Domingo 16 de diciembre de 1956

 

Venerables Hermanos y amados hijos que, en la espléndida Caracas, clausuráis vuestro segundo Congreso Eucarístico Bolivariano:

¡Qué consuelo, tan profundo y tan sobrenatural, el que en estos momentos experimentamos al poder acceder a vuestros filiales deseos, poniéndonos en comunicación con esa magnífica Asamblea y gozando del espectáculo que ofrecéis, parecido a un rayo de sol que, en medio del cielo más plúmbeo y más amenazador, rasga inesperadamente las nubes y deja caer sobre la tierra, silenciosa y amedrentada, una lluvia de paz, de suave fraternidad y de inefable contento, hasta hacer subir a los labios la palabra del Salmo : «Ecce quam bonum et quam iucundum, habitare fratres in unum» Ved cuán bueno y deleitoso es habitar en uno los hermanos! (Sal 132, 1)

Pero no vayáis por eso a imaginar, hijos amadísimos, que consideramos vuestra reunión como algo sorprendente por lo inesperado. Los dos Congresos Eucarísticos nacionales venezolanos de 1907 y 1925 y, sobre todo, el Primer Congreso Eucarístico Bolivariano, de 1949, aparecen, a la luz del actual momento, como una preparación providencial, y la recristianización de la familia por medio de la Eucaristía, que fue el tema estudiado en las inolvidables jornadas de Cali, como la introducción natural para pasar al problema, que habéis examinado estos días; porque del tronco familiar consolidado por la vida eucarística es de donde han de brotar luego esas ramas, esas flores y esos frutos que serán finalmente las vocaciones sacerdotales.

Es cierto que el Sacramento del altar es el medio principal para conocer a Jesucristo, compenetrarse con la grandeza de su misión y sentir el impulso de ofrecerse a continuarla por los caminos del sacerdocio; es verdad que la intensa vida de piedad, sostenida y alimentada sobre todo con el Pan de los cielos, deberá ser la que, como consecuencia natural, lleve al aumento de las vocaciones para el servicio del santuario; es indudable que ante el Cordero, que continuamente se sacrifica en el ara santa, las almas consagradas a una perpetua inmolación podrán obtener, con sus lágrimas y sus suspiros, las gracias necesarias para que por fin descienda el rocío sobre la tierra reseca y haga germinar la flor de la vocación. Pero, reduciéndose al orden práctico, todos estos dones divinos vendrán a las almas ordinariamente, para decirlo así, por los caminos de un hogar cristiano y puro, de una sana y religiosa educación familiar, de un espíritu sobrenatural presente siempre entre los muros domésticos, hasta el punto de que, no raramente, todos los esfuerzos de los mejores educadores se pueden ver malogrados, si falta esta cooperación familiar y, mucho más, si su influencia hubiera de dejarse notar más bien en sentido contrario. ¡Y qué grande error sería esto; qué falta de espíritu de fe denotaría! No es este el momento, hijos amadísimos, de cantar las excelencias del sacerdocio, especialmente ante quienes, como vosotros, saben bien lo que supone haber sido escogido de entre los hombres e instituido, en favor suyo, para las cosas que se refieren a Dios, presentando ofertas y sacrificios por los pecados (cf. He 5, 1). Pero, al clausurar un Congreso Eucarístico y con los ojos puestos en esa Hostia Santa, permítasenos por lo menos recordar la intrínseca unión que existe entre Sacerdocio y Eucaristía, puesto que «ad sacerdotem pertinet dispensatio Corporis Christi», toca al sacerdote distribuir el Cuerpo del Señor[1], y si en la Iglesia todas las sagradas órdenes están encaminadas principalmente al Sacramento de la Eucaristía[2], mucho más lo estará el sacerdocio, cuyo oficio principal consiste en consagrar el Pan de los ángeles, custodiarlo amorosamente y distribuirlo, como nuevo Moisés, a un pueblo que tiene necesidad de este maná venido del cielo, para no morir de hambre en el desierto.

Ejercicios propuestos:
• a. Reproduzca literalmente el pasaje del texto seleccionado que va desde «Pero no vayáis» hasta «las vocaciones sacerdotales.», incluidas ambas expresiones.
• b. Responda, a partir del texto seleccionado, las siguientes preguntas:
(i) ¿En qué ciudad se clausura el segundo Congreso Eucarístico Bolivariano?
(ii) ¿Qué tema se estudió en las jornadas de Cali?
(iii) Según la frase latina citada, ¿qué toca al sacerdote?
• c. Enumere todos los años que figuran en el texto seleccionado.

Datos presentados:
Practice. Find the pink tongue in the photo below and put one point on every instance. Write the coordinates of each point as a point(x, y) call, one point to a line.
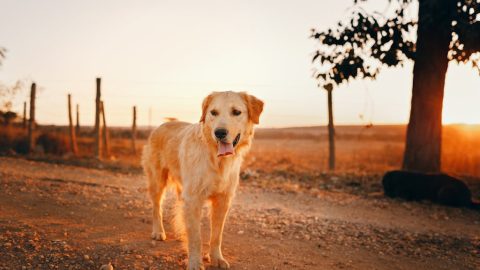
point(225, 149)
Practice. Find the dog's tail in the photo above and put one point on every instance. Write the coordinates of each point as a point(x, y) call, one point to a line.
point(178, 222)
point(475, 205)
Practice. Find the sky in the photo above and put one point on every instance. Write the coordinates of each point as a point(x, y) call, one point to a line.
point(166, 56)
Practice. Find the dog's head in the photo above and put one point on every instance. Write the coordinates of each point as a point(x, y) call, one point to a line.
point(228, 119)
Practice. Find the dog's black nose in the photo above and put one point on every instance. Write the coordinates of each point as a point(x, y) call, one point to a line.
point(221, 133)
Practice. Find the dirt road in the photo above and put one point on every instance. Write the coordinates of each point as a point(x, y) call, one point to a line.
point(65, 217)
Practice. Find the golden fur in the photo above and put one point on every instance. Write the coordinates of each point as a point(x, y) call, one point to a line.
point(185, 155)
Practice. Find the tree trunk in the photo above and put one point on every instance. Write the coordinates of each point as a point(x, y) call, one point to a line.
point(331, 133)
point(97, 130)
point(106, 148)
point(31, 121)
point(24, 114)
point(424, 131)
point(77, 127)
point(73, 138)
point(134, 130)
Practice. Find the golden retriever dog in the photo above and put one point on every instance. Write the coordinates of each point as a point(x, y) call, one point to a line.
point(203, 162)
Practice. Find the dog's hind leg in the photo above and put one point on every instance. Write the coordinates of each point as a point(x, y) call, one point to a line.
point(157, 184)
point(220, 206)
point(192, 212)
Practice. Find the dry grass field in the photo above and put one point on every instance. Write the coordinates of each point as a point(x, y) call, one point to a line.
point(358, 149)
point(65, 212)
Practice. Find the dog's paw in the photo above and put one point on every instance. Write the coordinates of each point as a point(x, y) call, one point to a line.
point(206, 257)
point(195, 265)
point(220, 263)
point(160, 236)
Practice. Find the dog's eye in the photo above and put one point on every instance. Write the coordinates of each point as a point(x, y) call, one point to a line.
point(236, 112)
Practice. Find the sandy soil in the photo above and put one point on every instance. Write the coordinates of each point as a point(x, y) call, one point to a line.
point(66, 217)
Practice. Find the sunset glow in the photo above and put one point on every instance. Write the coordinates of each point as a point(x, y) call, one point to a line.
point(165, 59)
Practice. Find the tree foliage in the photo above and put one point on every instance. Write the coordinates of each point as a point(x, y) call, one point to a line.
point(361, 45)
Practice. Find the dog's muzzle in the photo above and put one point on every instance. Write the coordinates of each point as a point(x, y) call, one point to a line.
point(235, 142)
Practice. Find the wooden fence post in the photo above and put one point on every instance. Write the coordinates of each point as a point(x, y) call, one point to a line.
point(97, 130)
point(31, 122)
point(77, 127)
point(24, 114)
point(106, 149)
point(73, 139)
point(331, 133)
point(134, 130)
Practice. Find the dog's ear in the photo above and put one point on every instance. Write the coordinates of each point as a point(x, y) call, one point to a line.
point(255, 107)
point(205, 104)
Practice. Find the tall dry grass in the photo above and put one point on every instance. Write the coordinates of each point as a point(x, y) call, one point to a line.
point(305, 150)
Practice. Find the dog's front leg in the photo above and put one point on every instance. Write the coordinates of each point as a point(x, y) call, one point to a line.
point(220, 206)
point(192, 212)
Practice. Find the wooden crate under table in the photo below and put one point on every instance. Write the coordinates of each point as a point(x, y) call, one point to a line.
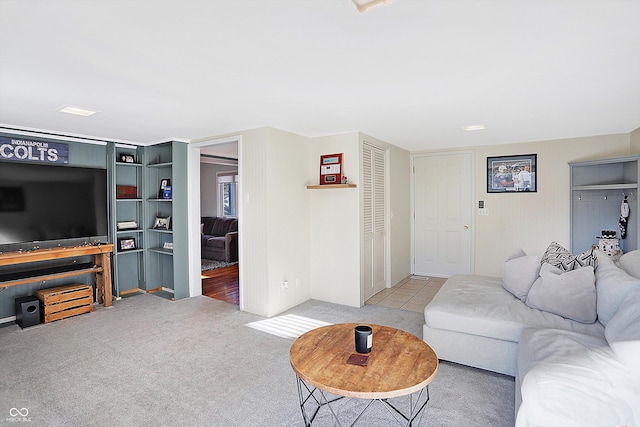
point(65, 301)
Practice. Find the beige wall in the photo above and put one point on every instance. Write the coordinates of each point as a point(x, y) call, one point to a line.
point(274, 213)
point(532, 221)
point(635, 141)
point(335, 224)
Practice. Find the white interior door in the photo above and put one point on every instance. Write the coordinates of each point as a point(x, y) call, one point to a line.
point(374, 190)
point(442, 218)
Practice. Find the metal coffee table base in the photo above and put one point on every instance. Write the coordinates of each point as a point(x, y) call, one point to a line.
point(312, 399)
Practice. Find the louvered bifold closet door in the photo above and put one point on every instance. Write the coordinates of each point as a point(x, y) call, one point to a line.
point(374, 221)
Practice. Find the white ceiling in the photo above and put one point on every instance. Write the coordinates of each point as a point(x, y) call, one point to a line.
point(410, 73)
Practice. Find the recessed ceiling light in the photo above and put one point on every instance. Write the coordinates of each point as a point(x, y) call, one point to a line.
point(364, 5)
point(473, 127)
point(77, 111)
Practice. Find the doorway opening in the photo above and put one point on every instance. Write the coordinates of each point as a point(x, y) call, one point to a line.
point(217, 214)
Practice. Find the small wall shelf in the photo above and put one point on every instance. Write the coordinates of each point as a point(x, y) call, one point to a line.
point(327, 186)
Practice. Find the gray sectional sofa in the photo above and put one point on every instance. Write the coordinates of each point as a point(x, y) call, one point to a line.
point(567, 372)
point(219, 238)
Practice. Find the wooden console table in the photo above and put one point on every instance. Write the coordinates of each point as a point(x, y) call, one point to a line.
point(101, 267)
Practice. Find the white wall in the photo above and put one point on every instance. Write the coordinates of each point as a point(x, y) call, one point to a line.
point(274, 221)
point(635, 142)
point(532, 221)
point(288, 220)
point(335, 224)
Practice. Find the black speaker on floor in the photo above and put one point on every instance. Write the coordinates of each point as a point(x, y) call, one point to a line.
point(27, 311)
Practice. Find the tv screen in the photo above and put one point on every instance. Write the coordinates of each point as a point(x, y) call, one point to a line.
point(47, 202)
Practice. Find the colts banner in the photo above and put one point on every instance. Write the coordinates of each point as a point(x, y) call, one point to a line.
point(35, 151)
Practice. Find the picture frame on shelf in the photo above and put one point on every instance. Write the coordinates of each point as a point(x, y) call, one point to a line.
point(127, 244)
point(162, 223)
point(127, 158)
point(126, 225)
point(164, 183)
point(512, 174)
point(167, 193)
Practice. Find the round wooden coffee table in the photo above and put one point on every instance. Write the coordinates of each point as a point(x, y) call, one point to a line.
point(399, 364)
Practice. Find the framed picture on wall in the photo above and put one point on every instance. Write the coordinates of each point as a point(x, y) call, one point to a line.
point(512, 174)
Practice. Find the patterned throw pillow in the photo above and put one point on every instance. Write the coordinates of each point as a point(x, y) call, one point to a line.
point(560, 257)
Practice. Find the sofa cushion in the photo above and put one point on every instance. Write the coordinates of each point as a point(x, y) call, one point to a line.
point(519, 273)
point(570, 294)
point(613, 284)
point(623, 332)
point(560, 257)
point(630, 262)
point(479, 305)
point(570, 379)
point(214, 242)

---

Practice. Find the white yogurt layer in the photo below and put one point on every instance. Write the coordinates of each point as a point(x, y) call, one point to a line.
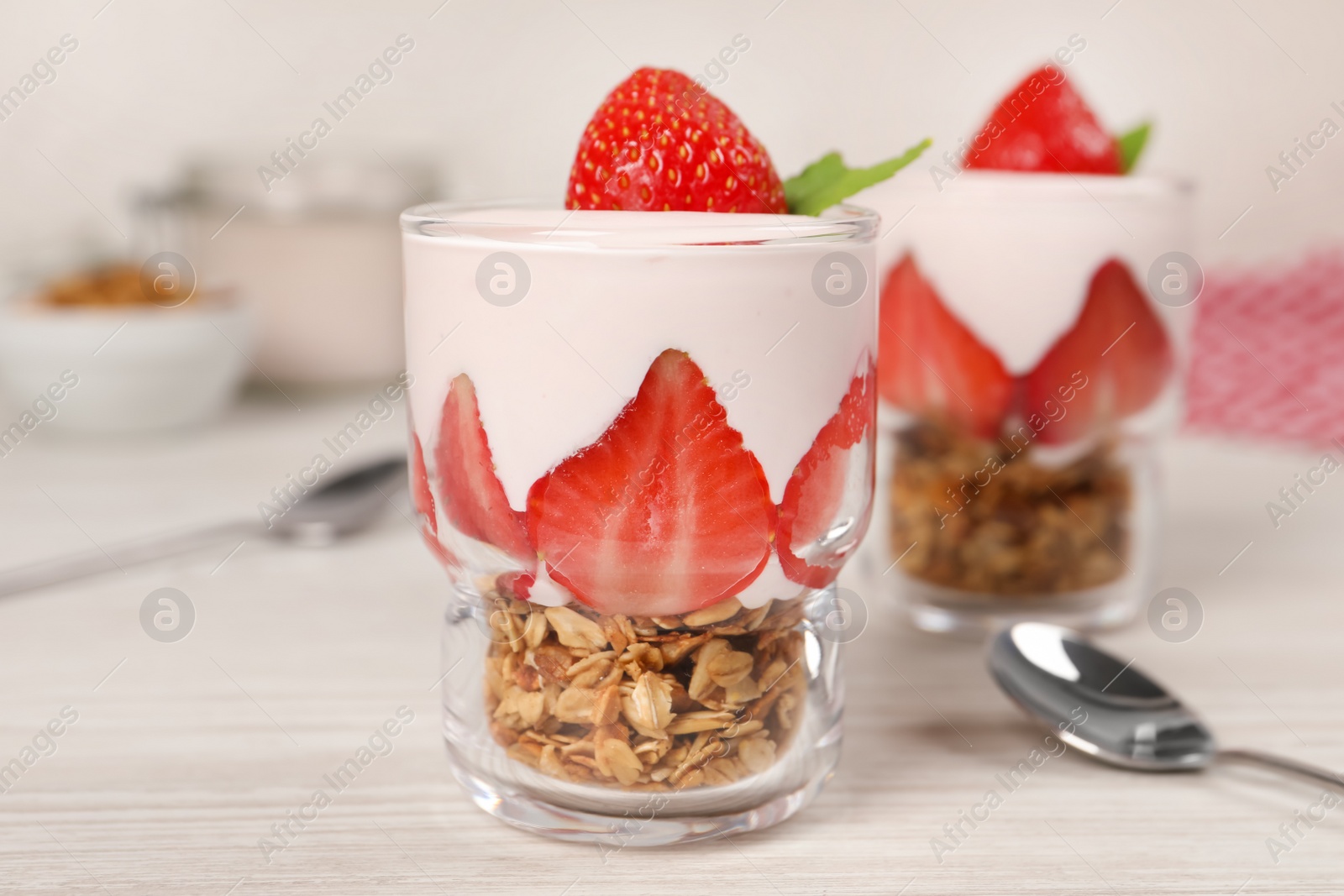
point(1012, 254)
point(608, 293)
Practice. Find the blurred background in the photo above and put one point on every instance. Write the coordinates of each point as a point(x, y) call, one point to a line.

Respuestas por ejercicio:
• a.
Pero no vayáis por eso a imaginar, hijos amadísimos, que consideramos vuestra reunión como algo sorprendente por lo inesperado. Los dos Congresos Eucarísticos nacionales venezolanos de 1907 y 1925 y, sobre todo, el Primer Congreso Eucarístico Bolivariano, de 1949, aparecen, a la luz del actual momento, como una preparación providencial, y la recristianización de la familia por medio de la Eucaristía, que fue el tema estudiado en las inolvidables jornadas de Cali, como la introducción natural para pasar al problema, que habéis examinado estos días; porque del tronco familiar consolidado por la vida eucarística es de donde han de brotar luego esas ramas, esas flores y esos frutos que serán finalmente las vocaciones sacerdotales.

• b.
(i) En Caracas.
(ii) La recristianización de la familia por medio de la Eucaristía.
(iii) Distribuir el Cuerpo del Señor.

• c. 1956, 1907, 1925 y 1949.